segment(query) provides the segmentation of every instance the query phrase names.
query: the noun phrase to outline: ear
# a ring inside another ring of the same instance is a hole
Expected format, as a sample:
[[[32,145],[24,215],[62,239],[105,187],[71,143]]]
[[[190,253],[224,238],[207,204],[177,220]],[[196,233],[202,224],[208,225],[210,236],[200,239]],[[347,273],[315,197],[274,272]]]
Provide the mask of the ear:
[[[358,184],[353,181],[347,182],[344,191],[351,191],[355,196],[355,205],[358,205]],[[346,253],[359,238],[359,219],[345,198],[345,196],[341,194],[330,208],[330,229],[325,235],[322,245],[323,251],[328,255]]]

What to work on:
Copy out every record above line for line, with nothing added, dropped, or altered.

Correct result:
segment(query) provides the segmentation of every instance the query phrase names.
query: the noun phrase to outline: ear
# a ring inside another ring of the same instance is a hole
Expected format, as a sample:
[[[32,145],[24,215],[62,239],[105,187],[71,143]]]
[[[190,253],[224,238],[207,204],[177,220]],[[196,233],[202,224],[208,225],[210,236],[200,239]],[[347,273],[315,197],[274,272]]]
Provide the mask of the ear:
[[[358,184],[353,181],[347,182],[344,191],[351,191],[355,196],[355,205],[358,205]],[[346,253],[359,238],[359,219],[345,198],[345,196],[341,194],[330,208],[330,229],[325,235],[322,245],[323,251],[328,255]]]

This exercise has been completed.